Source data =

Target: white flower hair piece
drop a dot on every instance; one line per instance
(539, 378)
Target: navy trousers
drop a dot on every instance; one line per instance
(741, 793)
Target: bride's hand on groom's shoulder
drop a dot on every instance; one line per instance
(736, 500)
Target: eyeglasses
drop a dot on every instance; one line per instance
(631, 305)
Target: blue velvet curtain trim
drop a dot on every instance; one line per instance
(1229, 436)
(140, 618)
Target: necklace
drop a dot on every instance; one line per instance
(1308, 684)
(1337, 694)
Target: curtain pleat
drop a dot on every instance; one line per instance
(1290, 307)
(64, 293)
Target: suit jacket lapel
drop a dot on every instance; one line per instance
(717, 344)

Set exercise =
Rewrite all of the data above, including the request lines, and add -96 to both coordinates of every point.

Exercise response =
Target: white flower hair piece
drop a dot on every instance; one line per instance
(443, 282)
Target: navy trousers
drop a dot on every instance; one line per instance
(645, 697)
Target: bride's hand on groom's shoulder
drop a dot on every instance; one line per instance
(640, 404)
Target: eyeglasses
drop a dot on every instance; one line per instance
(535, 209)
Target: blue velvet curtain trim
drop a dot on every instance; one line per instance
(1133, 340)
(44, 522)
Target: necklace
drop a dot on every instance; one line per instance
(1212, 588)
(1241, 598)
Target: curtain pleat
drop a dot on every instance; one line per instance
(1194, 211)
(-32, 197)
Target: suit jacket lapel
drop a dot on every instance; one line per instance
(621, 248)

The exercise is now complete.